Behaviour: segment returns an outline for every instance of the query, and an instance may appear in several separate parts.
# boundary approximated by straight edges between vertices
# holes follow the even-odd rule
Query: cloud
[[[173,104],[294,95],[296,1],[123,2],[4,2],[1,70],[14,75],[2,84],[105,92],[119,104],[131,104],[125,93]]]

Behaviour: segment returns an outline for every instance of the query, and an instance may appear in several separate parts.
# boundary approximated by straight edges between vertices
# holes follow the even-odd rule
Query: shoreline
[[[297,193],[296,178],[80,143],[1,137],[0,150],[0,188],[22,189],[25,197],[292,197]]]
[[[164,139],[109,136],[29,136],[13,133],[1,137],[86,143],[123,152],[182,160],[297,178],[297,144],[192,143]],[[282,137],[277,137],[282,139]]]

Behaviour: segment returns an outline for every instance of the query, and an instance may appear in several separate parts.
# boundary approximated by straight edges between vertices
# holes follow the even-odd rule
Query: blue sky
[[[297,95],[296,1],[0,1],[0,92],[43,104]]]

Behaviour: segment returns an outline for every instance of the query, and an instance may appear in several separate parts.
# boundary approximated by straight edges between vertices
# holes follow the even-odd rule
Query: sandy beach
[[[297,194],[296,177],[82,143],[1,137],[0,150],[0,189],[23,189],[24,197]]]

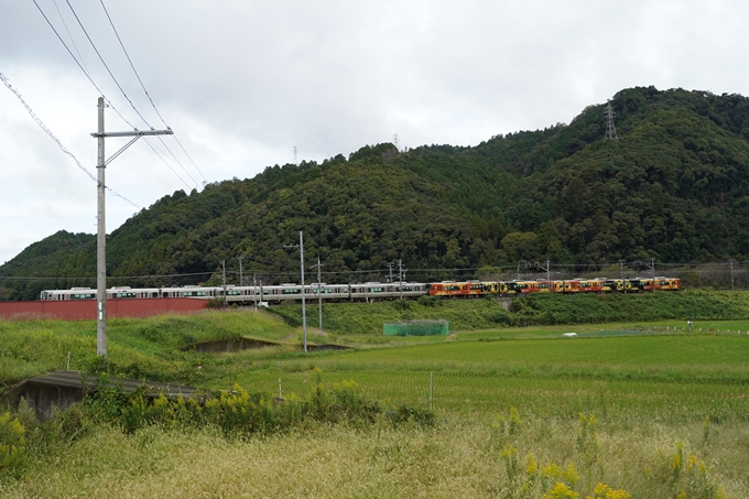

• _Written problem_
Reproduce each of the items above word for word, omitting the picture.

• _Task result_
Behaviour: segment returns an outline for every instance of the query, and an instance may appear in several separate parts.
# boundary approximated by straight edges between vertices
# holes follow the even-odd rule
Query: cloud
[[[173,104],[294,95],[296,1],[123,2],[4,2],[1,70],[14,75],[2,84],[105,92],[119,104],[131,104],[125,93]]]

Behaviour: segment returns an outline for every instance of the query, and an instance may appear in several separate parts.
# boundary approximated by straight edges between vertices
# holes follow the even-odd rule
Query: shoreline
[[[297,193],[296,178],[80,143],[1,137],[0,150],[0,188],[22,189],[25,197],[292,197]]]
[[[164,139],[109,136],[29,136],[13,133],[1,137],[86,143],[123,152],[182,160],[297,178],[297,144],[192,143]],[[282,137],[277,137],[282,139]]]

Behaviour: segment returns an outline for every instance of the query, and an instance may appear in several separate parts.
# boundary approximated by straight edges between vertices
# holes follow the even-odd rule
Query: blue sky
[[[297,95],[296,1],[0,1],[0,92],[43,104]]]

Behaviour: segment returns an outline for every instance of the query, and an instance may appear in several separate parts.
# boundary approximated by straight edges between vertices
# holes follow the even-odd rule
Query: sandy beach
[[[297,194],[296,177],[82,143],[1,137],[0,150],[0,189],[23,189],[24,197]]]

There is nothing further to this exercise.